* **SOURCE DOCUMENT**:

Segment Open

By adding multiple explanatory variables you want to be
able to distinguish between them. If two variables are
*perfectly* correlated, how would you be able to distinguis
between the two? This is why Stata will drop variables
when there is perfect correlation. If two variables are
strongly but not perfectly correlated, then that means that
it will be more difficult for Stata (or any other statistical
software package) to distinguish the effects of the two
variables. This leads to higher standard errors, which is
exactly as it should be: It is more difficult to distinguish
the variables, so we are more uncertain about the results,
so the standard errors should be larger. In other words
there is no problem.

> And even more complicated is that I have to include square
> terms for each of these 6 variables in the model at the
> same time to test the curvilinear relationship.

Adding square terms is a very limited way of checking for
curvilinearity. I like the linear spline (see:
- help mkspline-) as good compromise between a flexible
non-linear curve and parameters with an easy interpretation.

Others like more smooth non-linear curves like restricted
cubic splines or fractional polynomials. If you want to
interpret the results of those curves you'll have to make
graphs.

For restricted cubic splines see:
http://www.stata.com/meeting/sweden09/se09_orsini.pdf
and
http://ideas.repec.org/p/boc/dsug09/04.html

For fractional polynomials see: -help fracpoly-.

Hope this helps,
Maarten

Segment Closed

* **ACTIONS TO TAKE**:
a) According to the forum reply, what does Stata do when two variables are perfectly correlated?
b) Reproduce the forum reply starting at "For restricted cubic" and ending at "see: -help fracpoly-.", changing "fracpoly" to "mfp".

* **DATA FOR REVIEW**:
Segment Open

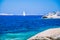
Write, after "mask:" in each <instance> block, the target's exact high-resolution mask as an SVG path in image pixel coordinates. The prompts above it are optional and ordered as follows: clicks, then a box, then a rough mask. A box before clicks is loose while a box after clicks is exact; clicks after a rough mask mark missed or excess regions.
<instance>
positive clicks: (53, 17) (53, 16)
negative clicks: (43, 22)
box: [43, 12, 60, 19]
mask: <svg viewBox="0 0 60 40" xmlns="http://www.w3.org/2000/svg"><path fill="white" fill-rule="evenodd" d="M43 18H52V19H53V18H60V12H56V13H49V14H48V15H45V16H43Z"/></svg>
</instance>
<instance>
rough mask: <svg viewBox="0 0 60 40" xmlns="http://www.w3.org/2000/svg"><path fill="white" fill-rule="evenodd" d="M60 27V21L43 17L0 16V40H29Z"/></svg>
mask: <svg viewBox="0 0 60 40" xmlns="http://www.w3.org/2000/svg"><path fill="white" fill-rule="evenodd" d="M58 27H60V19H41V16H0V40H27V39H28V38H30V37H32V36H34V35H35V34H37V33H39V32H42V31H44V30H47V29H49V28H58Z"/></svg>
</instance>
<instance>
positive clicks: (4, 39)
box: [1, 31, 36, 40]
mask: <svg viewBox="0 0 60 40" xmlns="http://www.w3.org/2000/svg"><path fill="white" fill-rule="evenodd" d="M35 34H36V32H34V31H31V32H25V33H7V34H4V35H3V36H1V40H27V39H28V38H30V37H31V36H33V35H35Z"/></svg>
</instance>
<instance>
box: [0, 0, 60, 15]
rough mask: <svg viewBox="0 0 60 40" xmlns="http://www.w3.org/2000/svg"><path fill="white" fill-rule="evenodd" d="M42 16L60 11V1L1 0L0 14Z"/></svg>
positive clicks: (0, 0) (57, 0)
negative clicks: (6, 13)
mask: <svg viewBox="0 0 60 40" xmlns="http://www.w3.org/2000/svg"><path fill="white" fill-rule="evenodd" d="M23 11H26V14H27V15H40V14H46V13H48V12H52V11H60V0H0V13H7V14H20V15H22V12H23Z"/></svg>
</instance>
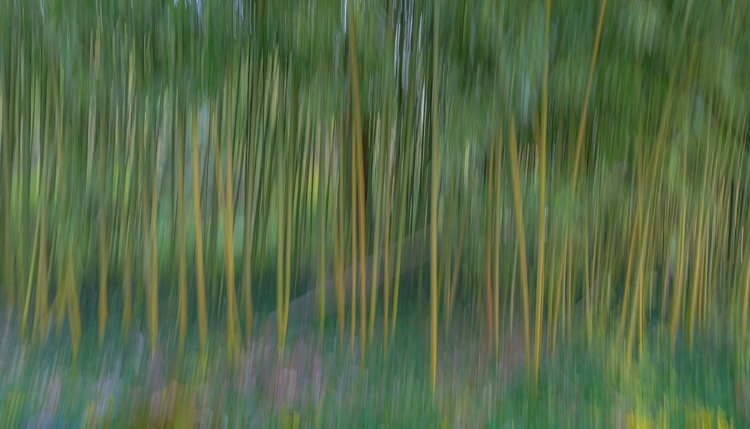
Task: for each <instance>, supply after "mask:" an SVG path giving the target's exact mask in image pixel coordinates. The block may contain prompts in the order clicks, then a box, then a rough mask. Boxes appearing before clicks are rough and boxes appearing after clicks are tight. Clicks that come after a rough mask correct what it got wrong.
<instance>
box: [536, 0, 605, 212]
mask: <svg viewBox="0 0 750 429" xmlns="http://www.w3.org/2000/svg"><path fill="white" fill-rule="evenodd" d="M547 5H548V6H547V10H548V11H549V0H548V2H547ZM606 11H607V0H602V6H601V8H600V9H599V22H598V24H597V26H596V36H595V37H594V48H593V51H592V52H591V62H590V63H589V79H588V82H587V83H586V95H585V96H584V97H583V111H582V112H581V122H580V123H579V125H578V137H577V138H576V152H575V159H574V161H573V182H572V185H571V202H572V195H573V192H575V187H576V181H577V179H578V169H579V166H580V162H581V153H582V152H583V136H584V134H585V132H586V120H587V119H588V110H589V99H590V98H591V87H592V86H593V82H594V69H595V68H596V58H597V56H598V54H599V44H600V42H601V38H602V28H603V27H604V14H605V12H606ZM547 16H549V15H547ZM547 22H549V19H547Z"/></svg>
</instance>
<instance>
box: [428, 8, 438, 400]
mask: <svg viewBox="0 0 750 429" xmlns="http://www.w3.org/2000/svg"><path fill="white" fill-rule="evenodd" d="M434 7H435V20H434V22H433V29H434V30H433V31H434V33H433V41H432V115H431V116H432V121H431V122H432V160H431V161H430V162H431V164H432V192H431V197H430V381H431V385H432V391H433V393H434V392H435V383H436V379H437V348H438V344H437V342H438V338H437V329H438V251H437V239H438V183H439V178H440V177H439V175H440V167H439V166H440V148H439V144H438V143H439V137H438V132H439V126H438V125H439V117H438V113H439V112H438V89H439V87H440V82H439V80H438V78H439V76H438V52H439V36H440V32H439V27H440V3H439V2H435V3H434Z"/></svg>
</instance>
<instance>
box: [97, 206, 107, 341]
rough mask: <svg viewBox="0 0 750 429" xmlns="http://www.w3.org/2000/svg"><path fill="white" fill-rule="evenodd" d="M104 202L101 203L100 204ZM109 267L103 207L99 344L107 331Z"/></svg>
mask: <svg viewBox="0 0 750 429" xmlns="http://www.w3.org/2000/svg"><path fill="white" fill-rule="evenodd" d="M103 205H104V203H102V206H103ZM108 268H109V245H108V238H107V221H106V213H105V211H104V208H103V207H102V209H101V210H100V211H99V345H100V346H101V345H103V344H104V334H105V333H106V331H107V308H108V306H107V293H108V292H107V277H108Z"/></svg>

Segment Closed

* **SOLUTION LIST**:
a) It drops variables.

b)
For restricted cubic splines see:
http://www.stata.com/meeting/sweden09/se09_orsini.pdf
and
http://ideas.repec.org/p/boc/dsug09/04.html

For fractional polynomials see: -help mfp-.